Rewrite every row below with "Drop one dot" changed to "Place a single dot" and everything else left as it is. Leave the pictures out of your answer.
## START GIVEN DATA
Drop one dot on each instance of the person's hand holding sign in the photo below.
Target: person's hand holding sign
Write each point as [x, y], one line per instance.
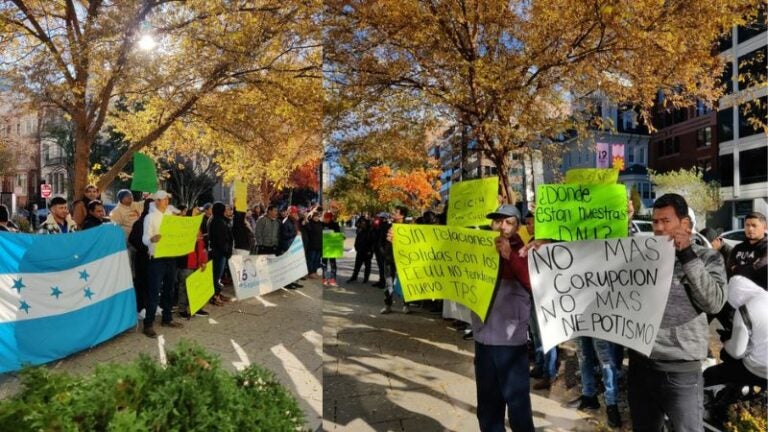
[681, 235]
[503, 247]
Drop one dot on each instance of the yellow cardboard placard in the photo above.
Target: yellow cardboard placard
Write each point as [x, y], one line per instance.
[470, 201]
[446, 262]
[200, 288]
[178, 235]
[592, 176]
[241, 195]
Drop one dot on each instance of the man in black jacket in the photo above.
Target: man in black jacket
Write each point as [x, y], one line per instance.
[220, 244]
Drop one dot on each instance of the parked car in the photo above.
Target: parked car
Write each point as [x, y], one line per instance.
[645, 228]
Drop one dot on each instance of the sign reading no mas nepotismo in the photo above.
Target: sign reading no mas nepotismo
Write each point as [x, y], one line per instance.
[470, 201]
[613, 289]
[442, 262]
[571, 212]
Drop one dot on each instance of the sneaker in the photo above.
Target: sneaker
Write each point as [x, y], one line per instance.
[584, 403]
[542, 384]
[173, 324]
[537, 372]
[614, 417]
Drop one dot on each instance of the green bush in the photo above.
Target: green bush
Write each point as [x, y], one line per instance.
[193, 393]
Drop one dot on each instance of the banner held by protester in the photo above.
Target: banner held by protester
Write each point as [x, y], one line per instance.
[571, 212]
[60, 294]
[200, 288]
[470, 200]
[178, 235]
[444, 262]
[592, 176]
[613, 289]
[254, 275]
[144, 174]
[333, 244]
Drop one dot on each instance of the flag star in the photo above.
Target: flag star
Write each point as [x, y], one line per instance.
[18, 285]
[55, 292]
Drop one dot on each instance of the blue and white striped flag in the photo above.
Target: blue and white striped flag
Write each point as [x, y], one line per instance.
[62, 293]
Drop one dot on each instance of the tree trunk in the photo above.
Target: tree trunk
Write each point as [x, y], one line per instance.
[82, 155]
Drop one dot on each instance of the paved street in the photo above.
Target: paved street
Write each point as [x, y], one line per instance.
[407, 372]
[280, 331]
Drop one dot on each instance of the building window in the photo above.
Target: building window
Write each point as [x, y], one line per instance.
[755, 109]
[704, 137]
[754, 28]
[725, 165]
[752, 166]
[752, 68]
[725, 125]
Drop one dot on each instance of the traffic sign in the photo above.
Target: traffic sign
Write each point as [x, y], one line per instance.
[45, 190]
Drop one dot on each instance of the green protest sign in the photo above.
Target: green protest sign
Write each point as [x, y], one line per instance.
[444, 262]
[200, 288]
[333, 244]
[469, 201]
[178, 235]
[571, 212]
[144, 174]
[592, 176]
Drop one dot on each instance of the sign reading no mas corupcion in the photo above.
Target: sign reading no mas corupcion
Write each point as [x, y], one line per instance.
[613, 289]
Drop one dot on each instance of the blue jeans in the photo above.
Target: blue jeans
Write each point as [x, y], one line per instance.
[653, 393]
[219, 264]
[592, 351]
[329, 268]
[501, 376]
[545, 361]
[314, 260]
[162, 279]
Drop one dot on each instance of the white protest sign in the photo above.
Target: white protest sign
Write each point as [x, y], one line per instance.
[614, 289]
[255, 275]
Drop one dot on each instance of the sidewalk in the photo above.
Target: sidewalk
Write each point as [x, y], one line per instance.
[280, 331]
[401, 372]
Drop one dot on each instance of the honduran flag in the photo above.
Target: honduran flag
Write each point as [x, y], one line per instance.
[62, 293]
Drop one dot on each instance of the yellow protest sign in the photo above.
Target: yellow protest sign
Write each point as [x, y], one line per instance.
[200, 288]
[469, 201]
[241, 195]
[177, 235]
[447, 262]
[592, 176]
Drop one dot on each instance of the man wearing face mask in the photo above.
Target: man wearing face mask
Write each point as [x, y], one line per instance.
[501, 350]
[669, 381]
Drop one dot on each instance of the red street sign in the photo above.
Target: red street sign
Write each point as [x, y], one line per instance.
[45, 190]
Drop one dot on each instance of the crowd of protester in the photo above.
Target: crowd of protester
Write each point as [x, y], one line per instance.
[717, 283]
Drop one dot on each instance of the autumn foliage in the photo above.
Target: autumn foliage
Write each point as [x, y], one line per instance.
[416, 189]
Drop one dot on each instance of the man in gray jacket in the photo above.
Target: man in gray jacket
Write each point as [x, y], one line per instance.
[670, 380]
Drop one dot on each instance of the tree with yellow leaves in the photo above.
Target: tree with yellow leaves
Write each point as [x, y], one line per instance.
[84, 56]
[510, 71]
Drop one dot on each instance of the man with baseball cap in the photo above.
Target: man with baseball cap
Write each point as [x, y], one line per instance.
[501, 351]
[162, 271]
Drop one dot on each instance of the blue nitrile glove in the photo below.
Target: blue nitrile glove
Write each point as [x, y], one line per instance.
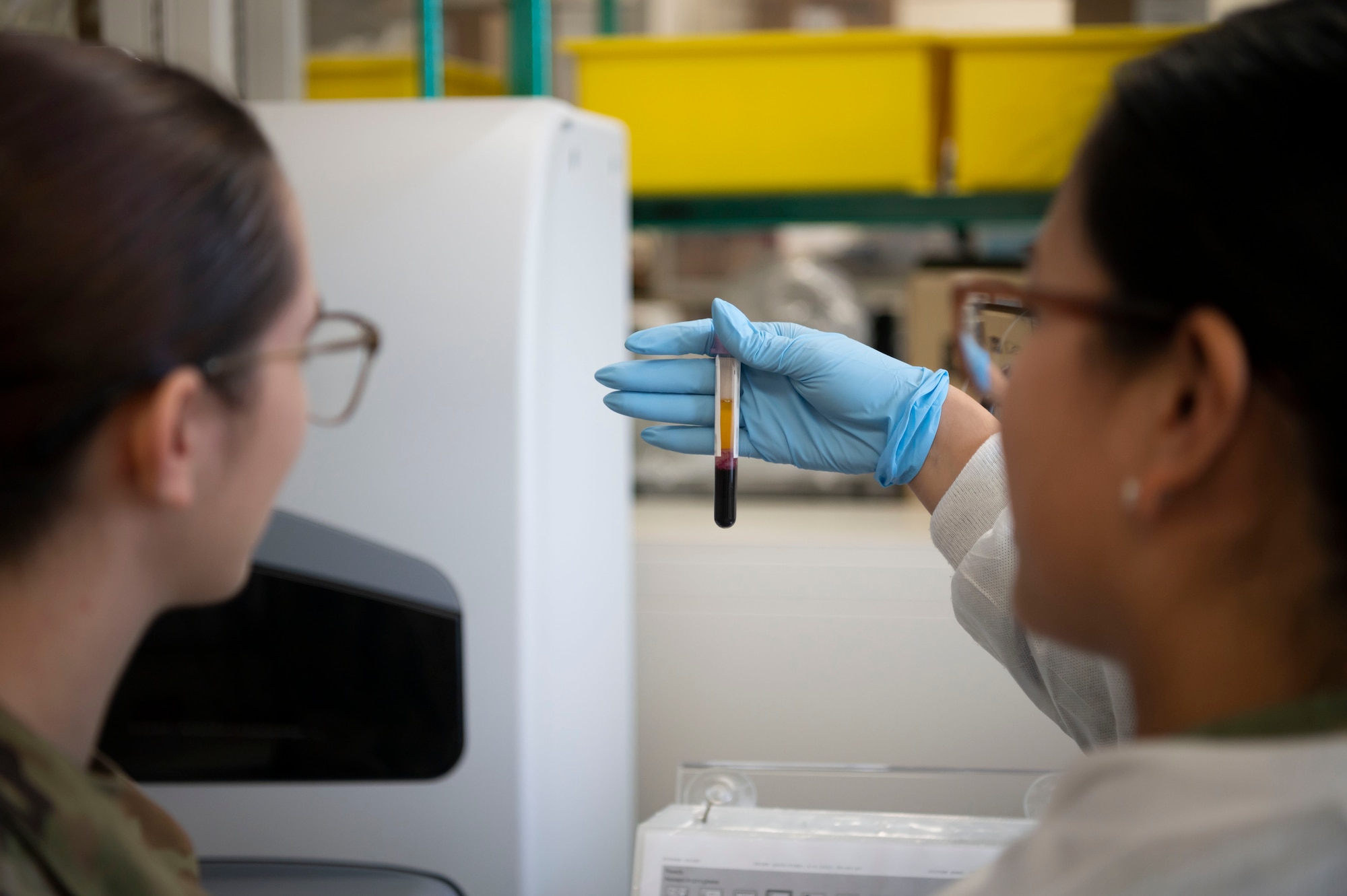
## END GIVEN DATA
EXERCISE RESPONSE
Place a single dot on each instance of the person's hand holding sign in the photo below.
Target: person's hand holding sign
Write each point as [x, y], one line per instance.
[681, 235]
[503, 247]
Place a single dot on each instance of the yellow cardboard placard in the photo above.
Target: yellow cardboard placard
Write each point as [x, y], one line per instance.
[470, 201]
[446, 262]
[200, 288]
[178, 235]
[592, 176]
[241, 195]
Place a single dot on each instance of the man in black jacket in the photo above.
Target: man in black jacket
Write each point as [x, y], one line per instance.
[220, 244]
Place a single dot on each instance of the parked car in the photo above.
Target: parked car
Write each point as [x, y], one line per instance.
[645, 228]
Place a single dot on each instance of the sign reading no mas nepotismo in the photo above.
Target: sign reading no mas nepotismo
Write each point as [x, y], one line per instance.
[470, 201]
[613, 289]
[442, 262]
[571, 212]
Place a single dot on each instance of the sneaker in the photo above.
Target: sneaker
Write each point as [x, y], one line per instance.
[584, 403]
[542, 384]
[173, 324]
[537, 372]
[614, 417]
Place a single dot on each instance of the green bush in the photo above.
Target: green bush
Write each point as [x, y], one line per instance.
[193, 393]
Place a single dot on each instance of the banner held by protester in the photo above.
Target: banner held by protester
Write each point as [x, y], one line per instance.
[571, 212]
[60, 294]
[200, 288]
[470, 200]
[178, 235]
[444, 262]
[592, 176]
[613, 289]
[254, 275]
[144, 174]
[333, 244]
Place a single dot on each instance of the flag star in the photo above.
Target: flag star
Write each point as [x, y], one line per instance.
[18, 285]
[55, 292]
Place a single dot on each instance of the blue and white striped flag in the photo above.
Target: blue and white striped flag
Write each point as [x, y], one line per instance.
[62, 293]
Place a single dot on each instance of the tree trunk in the photo above.
Target: tree trunk
Write each point as [x, y], one line per instance.
[82, 155]
Place a single dot on each instance of the paved street in the photo above.
Target: paved street
Write each point as [x, y], one line per instance.
[407, 372]
[280, 331]
Place a single dot on each instance of the building window in the photo above.
Target: building window
Write each point as [x, y], one line per instance.
[755, 109]
[704, 137]
[754, 28]
[725, 165]
[752, 166]
[752, 68]
[725, 125]
Place a single dot on each instance of the traffic sign in the photo above.
Target: traffic sign
Write each point as [x, y], one line per instance.
[45, 190]
Place a single dot on each instance of the green protest sign in the photo above.
Target: green protest sign
Write each point as [x, y], one line per instance.
[444, 262]
[200, 288]
[333, 244]
[469, 201]
[178, 235]
[571, 212]
[144, 174]
[592, 176]
Place a single dot on each instance of the sign reading no mas corupcion in the photo above.
Target: sign reading no mas corupcion
Write each point as [x, y], one line per instance.
[613, 289]
Place a single dot on each instance of the blue jeans in the photo above.
Target: blue jeans
Write each point as [x, y], one line per instance.
[653, 393]
[219, 264]
[592, 351]
[329, 268]
[501, 376]
[545, 361]
[314, 260]
[162, 279]
Place a single dot on each instance of the white protest sign in the photo above.
Target: white protest sign
Write each point as [x, y], one line per instance.
[614, 289]
[255, 275]
Place a single dot on each instance of the sidewalk in the photo above.
Target: sidewalk
Write each point as [x, y], one line per instance.
[280, 331]
[401, 372]
Place a single dot on each instance of the honduran flag in the photo above.
Target: honduran flag
Write each point as [x, y], one line per instance.
[62, 293]
Place a single dot on each instance of the yellow protest sign in the photo above.
Target: yellow protest sign
Write each point as [x, y], one line per instance.
[200, 288]
[469, 201]
[241, 195]
[177, 235]
[447, 262]
[592, 176]
Place a single dot on each instance of the man wearing face mask in the photo above.
Target: man wearing face mask
Write each point as [x, y], one line per instance.
[501, 350]
[669, 381]
Place a single dot on each instance of the red street sign in the photo above.
Target: red street sign
Write each point as [x, y], one line per instance.
[45, 190]
Place a single dot on each instance of the crowd of protester in the photo above.
Target: crowd of protester
Write each point as [x, y], one line per instance.
[717, 283]
Place a single dot on each instance of the autumn foliage in the photo above.
Target: autumn foliage
Write each point as [x, y], one line per instance.
[416, 189]
Place a single dot on each instance of the man in gray jacket in the photo above.
Target: man in gray jacket
Write each point as [x, y], one line per instance.
[670, 380]
Place a single dot on each instance of the tree with yellow leaves in the photo above.
Target: tree with yellow leaves
Write each point as [x, y], one line per instance.
[84, 56]
[510, 71]
Place a single dot on each instance of the man with baseball cap in the photo above.
Target: man with baseball cap
Write each point as [x, y], one line per instance.
[501, 351]
[162, 271]
Place a single dot on each instance of the blue nitrile glove in the photo below.
Target: blue nitrile glove
Write each point as [x, y], one line per instance.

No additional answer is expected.